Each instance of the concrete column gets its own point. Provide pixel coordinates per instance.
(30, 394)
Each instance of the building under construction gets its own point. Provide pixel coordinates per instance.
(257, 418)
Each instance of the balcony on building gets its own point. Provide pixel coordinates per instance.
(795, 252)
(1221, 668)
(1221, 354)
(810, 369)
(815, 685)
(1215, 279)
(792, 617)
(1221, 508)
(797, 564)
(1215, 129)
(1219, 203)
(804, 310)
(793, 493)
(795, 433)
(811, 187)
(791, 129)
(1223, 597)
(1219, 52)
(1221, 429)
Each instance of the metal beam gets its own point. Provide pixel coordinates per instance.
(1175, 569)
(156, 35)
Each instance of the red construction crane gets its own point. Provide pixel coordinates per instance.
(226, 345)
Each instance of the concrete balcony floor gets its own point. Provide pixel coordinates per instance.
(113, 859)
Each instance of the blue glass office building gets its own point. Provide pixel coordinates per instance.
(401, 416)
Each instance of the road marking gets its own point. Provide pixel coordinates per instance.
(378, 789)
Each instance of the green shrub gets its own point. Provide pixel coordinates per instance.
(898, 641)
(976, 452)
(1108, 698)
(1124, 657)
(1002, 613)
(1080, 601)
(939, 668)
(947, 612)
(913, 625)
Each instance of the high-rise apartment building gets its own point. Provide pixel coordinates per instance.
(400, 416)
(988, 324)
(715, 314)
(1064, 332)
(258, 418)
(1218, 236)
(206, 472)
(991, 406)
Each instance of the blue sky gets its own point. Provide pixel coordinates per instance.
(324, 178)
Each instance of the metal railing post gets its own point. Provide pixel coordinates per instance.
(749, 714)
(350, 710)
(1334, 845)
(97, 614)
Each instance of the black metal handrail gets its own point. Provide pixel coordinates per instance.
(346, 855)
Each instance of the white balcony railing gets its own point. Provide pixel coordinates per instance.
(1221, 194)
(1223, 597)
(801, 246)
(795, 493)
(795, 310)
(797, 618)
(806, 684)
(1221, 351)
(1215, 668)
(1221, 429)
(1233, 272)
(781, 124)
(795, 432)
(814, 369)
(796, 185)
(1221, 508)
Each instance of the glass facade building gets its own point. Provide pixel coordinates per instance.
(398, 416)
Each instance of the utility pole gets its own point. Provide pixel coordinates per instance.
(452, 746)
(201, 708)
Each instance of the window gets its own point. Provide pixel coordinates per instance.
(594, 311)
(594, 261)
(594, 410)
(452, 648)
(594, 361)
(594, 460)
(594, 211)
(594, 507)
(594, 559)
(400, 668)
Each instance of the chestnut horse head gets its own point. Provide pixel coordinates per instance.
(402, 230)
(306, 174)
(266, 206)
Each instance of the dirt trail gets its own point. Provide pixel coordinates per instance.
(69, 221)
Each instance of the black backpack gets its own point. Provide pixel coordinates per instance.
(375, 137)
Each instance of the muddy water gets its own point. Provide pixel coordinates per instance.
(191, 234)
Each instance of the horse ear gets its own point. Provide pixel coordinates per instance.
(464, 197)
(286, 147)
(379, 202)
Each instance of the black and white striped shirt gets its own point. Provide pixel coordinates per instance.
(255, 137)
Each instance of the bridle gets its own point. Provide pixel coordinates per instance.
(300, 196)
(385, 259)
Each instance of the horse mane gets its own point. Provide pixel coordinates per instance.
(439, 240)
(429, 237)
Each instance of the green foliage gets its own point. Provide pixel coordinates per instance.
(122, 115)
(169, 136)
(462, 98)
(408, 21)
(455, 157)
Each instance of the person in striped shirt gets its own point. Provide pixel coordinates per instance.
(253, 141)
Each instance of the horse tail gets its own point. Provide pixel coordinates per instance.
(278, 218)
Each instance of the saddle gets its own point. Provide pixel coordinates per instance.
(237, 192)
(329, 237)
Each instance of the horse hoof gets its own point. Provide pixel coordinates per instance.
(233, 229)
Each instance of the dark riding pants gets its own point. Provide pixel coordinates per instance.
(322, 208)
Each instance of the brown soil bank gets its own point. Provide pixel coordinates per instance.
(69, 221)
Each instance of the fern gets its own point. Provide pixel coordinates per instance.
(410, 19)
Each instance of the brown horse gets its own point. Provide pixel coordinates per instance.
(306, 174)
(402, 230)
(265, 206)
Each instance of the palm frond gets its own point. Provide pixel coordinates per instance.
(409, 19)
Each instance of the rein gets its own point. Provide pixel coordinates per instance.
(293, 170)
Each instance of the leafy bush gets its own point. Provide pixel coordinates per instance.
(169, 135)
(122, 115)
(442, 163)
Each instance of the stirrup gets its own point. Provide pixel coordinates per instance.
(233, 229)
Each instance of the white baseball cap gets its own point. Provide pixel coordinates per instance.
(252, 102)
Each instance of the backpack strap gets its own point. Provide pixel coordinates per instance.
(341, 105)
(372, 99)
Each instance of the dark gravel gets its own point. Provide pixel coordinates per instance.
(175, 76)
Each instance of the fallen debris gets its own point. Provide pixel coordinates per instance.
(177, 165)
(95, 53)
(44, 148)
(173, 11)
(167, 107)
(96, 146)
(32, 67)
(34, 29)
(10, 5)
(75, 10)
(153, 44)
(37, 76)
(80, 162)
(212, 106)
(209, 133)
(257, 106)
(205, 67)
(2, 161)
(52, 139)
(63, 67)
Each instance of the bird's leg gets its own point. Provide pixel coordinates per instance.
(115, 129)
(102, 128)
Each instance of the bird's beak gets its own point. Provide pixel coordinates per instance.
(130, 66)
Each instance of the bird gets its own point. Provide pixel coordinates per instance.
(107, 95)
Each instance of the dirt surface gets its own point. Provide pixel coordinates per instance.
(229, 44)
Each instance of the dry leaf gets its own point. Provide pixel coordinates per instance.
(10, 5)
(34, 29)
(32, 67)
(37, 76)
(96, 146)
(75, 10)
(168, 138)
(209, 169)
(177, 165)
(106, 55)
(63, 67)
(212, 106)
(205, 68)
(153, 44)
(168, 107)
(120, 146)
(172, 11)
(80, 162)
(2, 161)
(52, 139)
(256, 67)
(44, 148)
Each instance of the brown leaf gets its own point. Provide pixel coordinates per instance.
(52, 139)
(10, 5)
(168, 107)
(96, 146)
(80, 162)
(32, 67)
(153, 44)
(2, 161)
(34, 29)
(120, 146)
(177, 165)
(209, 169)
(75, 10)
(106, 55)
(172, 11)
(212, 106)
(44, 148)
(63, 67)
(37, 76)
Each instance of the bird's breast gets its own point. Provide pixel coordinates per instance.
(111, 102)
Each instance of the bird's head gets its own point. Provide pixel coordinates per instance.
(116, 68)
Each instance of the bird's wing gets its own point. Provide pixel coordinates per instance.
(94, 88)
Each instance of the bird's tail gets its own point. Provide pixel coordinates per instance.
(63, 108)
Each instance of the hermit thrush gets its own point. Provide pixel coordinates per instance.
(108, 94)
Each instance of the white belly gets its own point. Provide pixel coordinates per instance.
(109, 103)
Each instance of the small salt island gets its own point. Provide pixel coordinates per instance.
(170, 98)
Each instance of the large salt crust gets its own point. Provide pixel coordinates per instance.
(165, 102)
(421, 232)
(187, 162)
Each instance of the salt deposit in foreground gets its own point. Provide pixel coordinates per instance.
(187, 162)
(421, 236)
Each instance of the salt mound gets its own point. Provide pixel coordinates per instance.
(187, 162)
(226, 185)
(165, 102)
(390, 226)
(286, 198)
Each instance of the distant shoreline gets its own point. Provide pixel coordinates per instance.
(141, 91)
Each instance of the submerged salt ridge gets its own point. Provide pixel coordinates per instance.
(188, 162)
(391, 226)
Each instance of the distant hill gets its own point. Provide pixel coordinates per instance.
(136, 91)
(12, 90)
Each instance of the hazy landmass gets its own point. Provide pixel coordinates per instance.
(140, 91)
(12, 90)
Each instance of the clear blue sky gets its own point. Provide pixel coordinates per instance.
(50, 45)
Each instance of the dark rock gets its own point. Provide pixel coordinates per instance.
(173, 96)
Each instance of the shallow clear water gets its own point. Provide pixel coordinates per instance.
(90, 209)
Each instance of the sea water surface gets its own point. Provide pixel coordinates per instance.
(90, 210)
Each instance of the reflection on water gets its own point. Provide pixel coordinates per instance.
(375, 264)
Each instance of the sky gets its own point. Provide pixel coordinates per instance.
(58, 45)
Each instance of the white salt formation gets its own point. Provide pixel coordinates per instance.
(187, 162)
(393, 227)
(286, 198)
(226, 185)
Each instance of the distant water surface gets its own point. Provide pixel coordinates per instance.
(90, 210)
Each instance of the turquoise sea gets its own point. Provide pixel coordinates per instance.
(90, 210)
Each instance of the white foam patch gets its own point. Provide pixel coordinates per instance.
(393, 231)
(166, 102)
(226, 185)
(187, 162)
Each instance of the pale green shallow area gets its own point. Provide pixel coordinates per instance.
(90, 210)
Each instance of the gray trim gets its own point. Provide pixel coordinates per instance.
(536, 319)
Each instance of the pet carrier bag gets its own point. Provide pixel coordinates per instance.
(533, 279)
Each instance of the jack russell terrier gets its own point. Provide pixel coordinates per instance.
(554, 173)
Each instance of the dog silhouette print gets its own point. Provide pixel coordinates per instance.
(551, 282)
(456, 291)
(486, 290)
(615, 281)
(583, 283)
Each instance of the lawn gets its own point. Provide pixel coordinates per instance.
· · ·
» **GIVEN TASK**
Quote only the lines from the one containing "Each instance of the shallow" through the final line of the records, with both ends included.

» **FULL OUTPUT**
Each instance of the shallow clear water gets its own point. Provide pixel coordinates per instance.
(90, 209)
Each instance of the sea water surface gets its own point. Provide pixel coordinates per instance.
(90, 210)
Each instance of the reflection on water gets its own point. Provide pixel coordinates per instance.
(375, 264)
Each instance of the sky gets its own point. Provide pixel coordinates per instance.
(58, 45)
Each instance of the white salt formation gets its own point. Provide pixel coordinates per instance.
(187, 162)
(393, 227)
(286, 198)
(226, 185)
Each instance of the distant water surface gets its own point. Provide pixel coordinates per instance.
(90, 210)
Each instance of the turquoise sea gets its own point. Provide pixel coordinates per instance.
(90, 210)
Each instance of the white foam patch gets its own point. Provide pixel coordinates per instance.
(393, 231)
(166, 102)
(226, 185)
(187, 162)
Each instance of the pale green shallow area gets its own point. Provide pixel coordinates per instance.
(90, 210)
Each instance of the gray trim gets its own point. Provide pixel coordinates per instance.
(536, 319)
Each instance of the pet carrier bag gets its own point. Provide pixel coordinates per instance.
(533, 279)
Each instance of the jack russell terrier gets its own point. Provide pixel coordinates per instance.
(554, 173)
Each instance of the dog silhouette print gets its own point. Provide pixel coordinates per instance.
(551, 282)
(456, 291)
(486, 290)
(615, 281)
(583, 283)
Each instance of the lawn gets its own point. Provide pixel coordinates per instance.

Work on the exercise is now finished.